Giving the industry a further boost, a revision to the electric utility integrated resource planning (IRP) process for future generation deeply parallels the solar-heavy Virginia Clean Economy Act (VCEA). The new rules demand the State Corporation Commission (SCC) impose an intangible “social cost of carbon” to make natural gas appear more expensive and sets as a goal – for the first time in an IRP — a “carbon free energy grid.”

No legislation passed would override the authority the SCC has under the VCEA to approve expanded use of natural gas if grid reliability is threatened, but the legislators behind these bills are determined to prove solar can do the job if only enough of it can be built.  

A distributed energy model known as a “virtual power plant.” which creates incentives for customers to develop their own solar and battery facilities and sell the output back to the utility at times, is now authorized to spread from Dominion Energy Virginia to the smaller Appalachian Power Company and the many rural electric cooperatives.

The caps on how much shared community solar that both Dominion and Appalachian must allow on their networks will now go up substantially. Dominion’s limit will rise from 150 to 525 megawatts, and Appalachian’s will rise from 50 to 150 megawatts. These programs are getting to the size where they could cost other ratepayers money in the form of subsidies, recovered as a purchased power cost.

Not everybody is cheering. Virginia counties are asking Governor Abigail Spanberger (D) to veto a bill that reduces their oversight of proposed major solar facilities within their borders, but smoothing the path for Big Solar was one of Spanberger’s major campaign promises. She spoke often of having the state find a way to overcome local objections to the large projects.

House Bill 711 and its identical Senate companion do not impose the kind of strict controls on local decisions that were included in similar 2025 legislation. But they still have the Virginia Association of Counties objecting in a letter to Spanberger.

They complained all applications will have to be considered “regardless of whether the location of the proposed facility is contrary to local comprehensive plans and land use ordinances,” tools many have used to keep the projects out of their jurisdictions. And then they must go to the State Corporation Commission and explain any rejections.

But overriding local ordinances and local citizen objections was a theme for the solar advocates this session. 

Another pair of bills (see Senate Bill 443) dictate that where a large solar facility is permitted and built, no additional local permitting is required to build major battery storage capacity right alongside of it. Pairing solar and battery can improve the utilization (and profits) of the project, but local concerns over battery safety are significant. 

Also overridden are local regulations and utility restrictions on small solar installations that individuals can purchase and supposedly just “plug in” at home, hanging off their balconies or standing out in their yards (see Senate Bill 250). Landlords cannot say no to tenants who want them, with devices of up to 1,200 watts of output permitted. Homeowner association rules do not seem to be voided.

Localities will at least have a choice whether to amend their ordinances to require the installation of solar panels on 100-space and larger parking facilities for non-residential buildings. Senate Bill 26 is like a bill voted last year by Governor Glenn Youngkin (R). The building owner can escape the local mandate if the site is too shady due to tall trees or adjacent buildings.

**PROBLEMS TO SOLVE**
[A] Write out the stretch of the excerpt on Virginia solar legislation from "House Bill 711" through "advocates this session.", reproducing every word exactly.
[B] Using the excerpt on Virginia solar legislation, answer these:
(i) To how many megawatts will Dominion's limit on shared community solar rise?
(ii) Up to what output are the small plug-in solar devices that landlords cannot refuse to tenants permitted?
(iii) Which organization objected to House Bill 711 in a letter to Spanberger?

**GIVEN INFORMATION**
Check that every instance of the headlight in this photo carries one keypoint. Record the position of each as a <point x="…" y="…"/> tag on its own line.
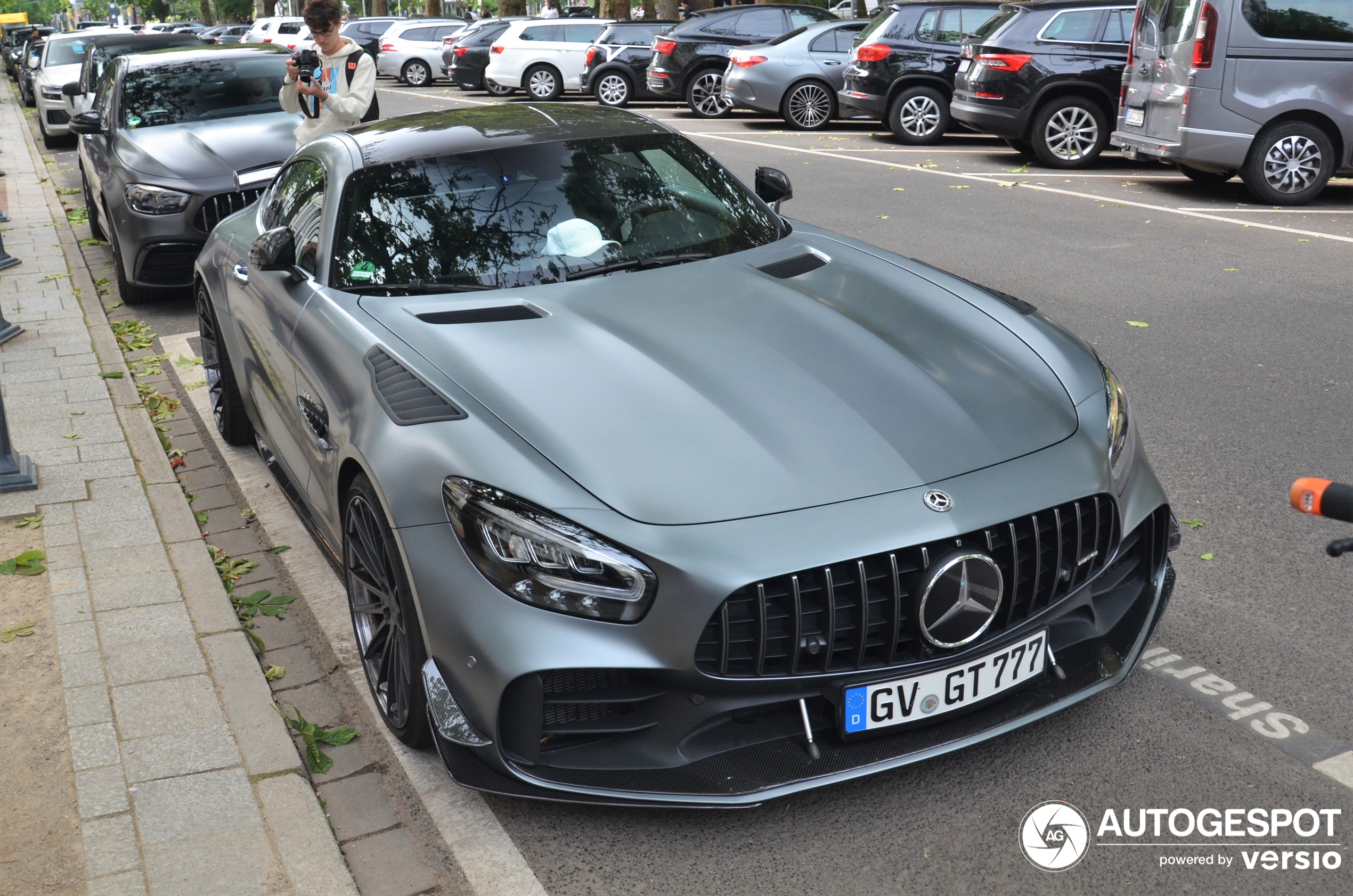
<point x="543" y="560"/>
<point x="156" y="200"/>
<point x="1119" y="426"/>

**PROBLEM SOLUTIONS**
[A]
House Bill 711 and its identical Senate companion do not impose the kind of strict controls on local decisions that were included in similar 2025 legislation. But they still have the Virginia Association of Counties objecting in a letter to Spanberger.

They complained all applications will have to be considered “regardless of whether the location of the proposed facility is contrary to local comprehensive plans and land use ordinances,” tools many have used to keep the projects out of their jurisdictions. And then they must go to the State Corporation Commission and explain any rejections.

But overriding local ordinances and local citizen objections was a theme for the solar advocates this session.

[B]
(i) 525 megawatts
(ii) 1,200 watts
(iii) The Virginia Association of Counties